Pick out every line in the data below that contains the string "FIND", and copy each of those lines.

··· Provided material ···

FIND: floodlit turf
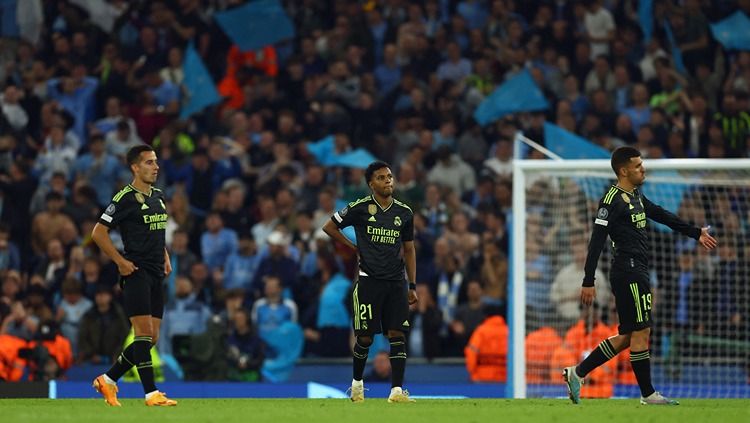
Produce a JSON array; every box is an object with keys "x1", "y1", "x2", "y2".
[{"x1": 0, "y1": 398, "x2": 750, "y2": 423}]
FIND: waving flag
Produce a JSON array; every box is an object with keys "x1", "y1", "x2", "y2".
[
  {"x1": 711, "y1": 10, "x2": 750, "y2": 51},
  {"x1": 180, "y1": 43, "x2": 221, "y2": 119},
  {"x1": 544, "y1": 122, "x2": 610, "y2": 160},
  {"x1": 214, "y1": 0, "x2": 294, "y2": 51},
  {"x1": 474, "y1": 70, "x2": 549, "y2": 126}
]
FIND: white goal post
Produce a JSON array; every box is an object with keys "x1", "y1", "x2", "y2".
[{"x1": 508, "y1": 159, "x2": 750, "y2": 398}]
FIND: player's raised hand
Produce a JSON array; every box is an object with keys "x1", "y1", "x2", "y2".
[
  {"x1": 698, "y1": 226, "x2": 719, "y2": 250},
  {"x1": 117, "y1": 259, "x2": 138, "y2": 276},
  {"x1": 581, "y1": 286, "x2": 596, "y2": 306}
]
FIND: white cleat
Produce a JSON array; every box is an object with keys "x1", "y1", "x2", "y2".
[
  {"x1": 641, "y1": 391, "x2": 680, "y2": 405},
  {"x1": 348, "y1": 380, "x2": 365, "y2": 402}
]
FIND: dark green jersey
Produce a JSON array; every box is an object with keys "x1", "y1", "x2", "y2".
[
  {"x1": 583, "y1": 185, "x2": 701, "y2": 286},
  {"x1": 331, "y1": 195, "x2": 414, "y2": 281},
  {"x1": 99, "y1": 185, "x2": 167, "y2": 271}
]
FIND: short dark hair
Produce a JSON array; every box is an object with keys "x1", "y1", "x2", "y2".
[
  {"x1": 611, "y1": 146, "x2": 641, "y2": 176},
  {"x1": 125, "y1": 144, "x2": 154, "y2": 166},
  {"x1": 365, "y1": 160, "x2": 391, "y2": 184}
]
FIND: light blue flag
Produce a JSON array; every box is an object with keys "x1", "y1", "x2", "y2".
[
  {"x1": 474, "y1": 70, "x2": 549, "y2": 126},
  {"x1": 638, "y1": 0, "x2": 654, "y2": 43},
  {"x1": 180, "y1": 43, "x2": 221, "y2": 119},
  {"x1": 711, "y1": 10, "x2": 750, "y2": 51},
  {"x1": 329, "y1": 148, "x2": 377, "y2": 169},
  {"x1": 307, "y1": 135, "x2": 336, "y2": 166},
  {"x1": 544, "y1": 122, "x2": 610, "y2": 160},
  {"x1": 664, "y1": 19, "x2": 686, "y2": 74},
  {"x1": 214, "y1": 0, "x2": 294, "y2": 51}
]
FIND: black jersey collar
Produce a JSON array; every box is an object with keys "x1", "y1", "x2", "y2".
[{"x1": 128, "y1": 184, "x2": 154, "y2": 197}]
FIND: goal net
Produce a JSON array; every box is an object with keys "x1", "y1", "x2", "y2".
[{"x1": 508, "y1": 159, "x2": 750, "y2": 398}]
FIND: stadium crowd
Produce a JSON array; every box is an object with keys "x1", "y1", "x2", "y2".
[{"x1": 0, "y1": 0, "x2": 750, "y2": 380}]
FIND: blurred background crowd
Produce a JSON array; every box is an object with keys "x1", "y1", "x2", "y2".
[{"x1": 0, "y1": 0, "x2": 750, "y2": 380}]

···

*Answer for this exercise*
FIND: floodlit turf
FIND: waving flag
FIND: white goal post
FIND: player's raised hand
FIND: white cleat
FIND: dark green jersey
FIND: short dark hair
FIND: light blue flag
FIND: black jersey collar
FIND: goal net
FIND: stadium crowd
FIND: blurred background crowd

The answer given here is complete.